(EXCERPTED PASSAGE Opens)
A promise backed with evidence. Proven results including a large RCT published in The Lancet Diabetes & Endocrinology1 and supported with additional solid scientific and clinical data.1-29
IMPROVED CHANCES OF HEALING
COMPLETE WOUND CLOSURE
RESULTS FROM THE INTERNATIONAL MULTICENTER RCT ON 269 HARD-TO-HEAL DIABETIC FOOT ULCER PATIENTS
An independent multicenter, multinational, observer blinded, investigator driven Randomized Controlled Trial.1
The RCT study was sponsored by Nottingham University Hospitals NHS Trust, Nottingham UK. The funder, Reapplix ApS, had no role in study design, study performance, data collection, data analysis or data interpretation.
3C Patch® vs. “Best standard of care.” Intervention period of 20 weeks followed with a 6-week observation period.
- 595 were recruited from 32 specialist foot care centers in UK, Sweden and Denmark.
269 were randomized between August 2013 and May 2017.
- The groups were well matched at baseline and consisted of those in most need of new treatment, those with “hard-to-heal” Diabetic Foot Ulcers (DFU´s).
(EXCERPTED PASSAGE Closes)
ASSIGNED TASK 1:
Decide whether each statement agrees with the 3C Patch trial summary, answering yes or no and quoting the deciding words: (a) Reapplix ApS took part in designing the study. (b) Randomization of 269 patients took place between August 2013 and May 2017. (c) Recruitment drew on specialist foot care centers in the UK, Sweden and Norway.
ASSIGNED TASK 2:
Write the text that follows the last line of the 3C Patch trial summary.
(DATA Opens)
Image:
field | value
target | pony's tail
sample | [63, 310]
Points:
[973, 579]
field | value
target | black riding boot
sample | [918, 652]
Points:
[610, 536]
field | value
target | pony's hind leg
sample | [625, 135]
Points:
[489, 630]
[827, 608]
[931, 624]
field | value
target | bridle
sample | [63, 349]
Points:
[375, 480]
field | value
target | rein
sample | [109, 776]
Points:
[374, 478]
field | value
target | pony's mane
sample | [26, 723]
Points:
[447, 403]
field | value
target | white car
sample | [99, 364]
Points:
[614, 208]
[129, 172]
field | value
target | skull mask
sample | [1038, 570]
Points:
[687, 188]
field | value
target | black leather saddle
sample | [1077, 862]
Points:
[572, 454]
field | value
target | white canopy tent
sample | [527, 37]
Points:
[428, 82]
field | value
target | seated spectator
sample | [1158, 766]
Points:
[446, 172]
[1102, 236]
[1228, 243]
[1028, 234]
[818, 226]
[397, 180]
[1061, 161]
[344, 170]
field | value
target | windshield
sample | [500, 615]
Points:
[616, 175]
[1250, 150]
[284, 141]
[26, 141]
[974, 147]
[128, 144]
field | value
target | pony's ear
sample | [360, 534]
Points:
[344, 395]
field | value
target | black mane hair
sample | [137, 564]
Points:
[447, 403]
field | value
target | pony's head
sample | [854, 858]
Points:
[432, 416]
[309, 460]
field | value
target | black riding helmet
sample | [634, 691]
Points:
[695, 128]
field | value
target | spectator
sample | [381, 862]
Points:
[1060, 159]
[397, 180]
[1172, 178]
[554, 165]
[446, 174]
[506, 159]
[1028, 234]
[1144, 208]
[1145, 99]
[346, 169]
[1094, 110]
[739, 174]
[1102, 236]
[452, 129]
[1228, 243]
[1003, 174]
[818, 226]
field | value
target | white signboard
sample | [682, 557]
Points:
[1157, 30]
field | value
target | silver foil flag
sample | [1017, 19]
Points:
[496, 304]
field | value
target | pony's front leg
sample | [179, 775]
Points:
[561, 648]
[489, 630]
(DATA Closes)
WRITTEN ANSWER 1:
(a) No: "The funder, Reapplix ApS, had no role in study design, study performance, data collection, data analysis or data interpretation."
(b) Yes: "269 were randomized between August 2013 and May 2017."
(c) No: "595 were recruited from 32 specialist foot care centers in UK, Sweden and Denmark."

WRITTEN ANSWER 2:
- “Hard-to-heal” defined rigorously as having DFU´s that did not reduce in area more than 50% over a 4 week run-in period despite best standard of care including offloading where appropriate.
KEY EFFICACY DATA1
- 89% more likely to heal using a linear regression model, defined in the protocol, to account for the wound size distribution between the control and treatment arms. (CI 1.09 – 3.31, p =0,0237) giving odds-ratio 1.89.1
- 58% more patients healed from the intervention compared with best standard of care using ITT giving odds ratio 1.58.1
- 34,1% (45/132) healed by 20 weeks in the intervention group compared with 21,6% (29/134) in the controls (p=0.0235).1
KEY SAFETY DATA1
- No differences in adverse events or serious adverse events between groups.
- No device related serious adverse events.
- No differences in new anaemia despite weekly blood sampling.
RESULTS FROM THE MULTICENTER COHORT STUDY
Prospective multicenter cohort study of patients with hard-to-heal Wagner grade 1-2 diabetic foot ulcers.
“Patch” vs. “No Patch” but with same treatment strategies including off-loading, antibiotics and debridement.
- 60 patients recruited.
- Adult patients, with at least one full-thickness diabetic ulcer, classified by the investigator as Wagner grade 1 or 2.
- Duration of ulcer more than 6 weeks and a maximal area of 10 cm2.
- Only included ulcers that did not reduce in area more than 40% over a 2 week run-in period, to ensure “hard-to-heal” ulcers were studied.
- 16 patients were not included after the run-in period, mainly due to healing. Five patients did not complete the study.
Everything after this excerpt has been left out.